:: Task objective ::
Below are records; reply with nothing but the number of lines in them that contain "branched".

Dataset entries:
----
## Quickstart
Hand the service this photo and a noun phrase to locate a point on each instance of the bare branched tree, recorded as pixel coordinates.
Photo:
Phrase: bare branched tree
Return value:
----
:: Finished task ::
2